§ **AUFGABE A**: Schreib aus dem Bericht über den Job auf der Intensivstation ein Stück genau ab. Fang bei den Worten „Hab dann schon“ an und hör nach „in Kauf genommen.“ auf.
§ **AUFGABE B**: Warum wollte die Person im Bericht über die Intensivstation unbedingt zurück in ihre Heimat? Antworte in ein bis drei Sätzen.
§ **AUFGABE C**: Schreib den Bericht über die Arbeit auf der Intensivstation nach dem letzten Satz weiter.

§ **TEXT ZUM LESEN**:
........
Ich wollte aber unbedingt zurück in meine Heimat (ca. 300 km entfert), da dort meine ganze Familie wohnt. Außerdem wollte ich dort mit meinem Freund zusammen ziehen.

Hab dann schon Anfang 2009 einen Job auf einer internistischen Intensivstation gefunden, und hätte vor Freude Luftsprünge machen können! Ich wusste seit meinem Intenisv / IMC- Einsatz, dass ich unbedingt auf Intensiv will. Der Job hatte zwar einen längeren Anfahrtsweg (72 km), aber das hab ich gern in Kauf genommen.

Ich war ja total motiviert, wollte ganz viel lernen, war bereit, dafür ohne Ende Einsatz zu bringen. Mir wurde sooooooooo viel versprochen vom neuen AG: 6 Monate Einarbeitungszeit, ein festes Einarbeitungskonzept, höchstens 2 - 3 verschiedene Mentoren...
Ich hab das natürlich geglaubt! :knockin:

Gelandet bin ich dann auf einer Station mit 13 Beatmungsbetten, Patienten mit Hämofiltration, PICCO, IABP und alles mögliche andere, was ein Gerätelager so hergeben kann. Schichtbesetztung
Früh: 3 KP plus Arzthelferin für den Bürokram
Spät: 3 KP, Arzthelferin noch bis 18 Uhr
Nacht: 3 KP

Und nein, das sind keine Tipfehler! Einarbeitung gab es genau 1 Woche lang. Ich hatte neue Kollegen da, die stolz darauf waren, nach 2 Wochen Einarbeitung (übrigens auch frisch examiniert!!) schon 4 eigene Beatmungspatienten versorgen zu "können".

Ich fand das absolut verantwortungslos und wollte das nicht mitmachen! Hab mich beschwert bei der Bereichsleitung. Meine sogenannte Einarbeitung wurde verlängert auf 4 Wochen. Danach wurde mir dann zu verstehen gegeben, dass ich ja jetzt "fit" sein müsste bei der "langen" Einarbeitung. Meine Einwände wurden abgetan mit: "Wir sind hier die Elite, wenn Du dazu gehören willst, musst Du dadurch." Ich kam mir vor wie in einer schlechten TV Sereie oder wie in versteckte Kamera.

Meine Kollegen waren aber offensichtlich nicht geneigt, sich gegen ihre Situation zu wehren. Es hieß: "So ist es doch überall, das nützt nichts, sich dagegen zu wehren." Und manche waren wohl auch noch stolz darauf, so einen Tag trotzdem zu "bewältigen".
........
§ **AUFLISTUNG**:

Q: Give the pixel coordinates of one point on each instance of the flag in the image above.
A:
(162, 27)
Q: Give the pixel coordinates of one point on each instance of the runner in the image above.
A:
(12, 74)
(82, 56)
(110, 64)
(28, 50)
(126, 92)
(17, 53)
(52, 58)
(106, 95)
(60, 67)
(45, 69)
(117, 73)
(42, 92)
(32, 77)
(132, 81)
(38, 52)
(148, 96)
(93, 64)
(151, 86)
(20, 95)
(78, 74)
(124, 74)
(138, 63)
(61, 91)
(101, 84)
........
§ **ANTWORT A**:
Hab dann schon Anfang 2009 einen Job auf einer internistischen Intensivstation gefunden, und hätte vor Freude Luftsprünge machen können! Ich wusste seit meinem Intenisv / IMC- Einsatz, dass ich unbedingt auf Intensiv will. Der Job hatte zwar einen längeren Anfahrtsweg (72 km), aber das hab ich gern in Kauf genommen.

§ **ANTWORT B**: Dort wohnt ihre ganze Familie. Außerdem wollte sie dort mit ihrem Freund zusammenziehen.

§ **ANTWORT C**:
Ich möchte nicht wissen, wieviele Pat. dort zu Schaden oder zu Tode gekommen sind und noch kommen, ohne dass jemals jemand davon erfährt. Da wird mir schlecht dabei!

Da ich diese Situation unglaublich fand und ja schon offen mit der BL gesprochen hatte, dass man ja hier die Sicherheit der Pat. gar nicht mehr gewährleisten konnte, wurde ich der Buhmann auf Station. (oder einer der Außenseiter, es gab mehr davon)

Mit mir wurde kaum noch besprochen, und wenn, dann wurde es meistens laut oder herablassend. Gespräche sind verstummt,wenn ich einen Raum betreten habe. Perfusoren an meinen Patienten wurden verstellt (Hydrocortison, Insulin...) - da wurde ich aber von einer anderen Kollegin, die das Verhalten der anderen furchtbar fand, gewarnt- und Beatmungsparameter wurden verstellt. (Ja, ihr lest richtig!)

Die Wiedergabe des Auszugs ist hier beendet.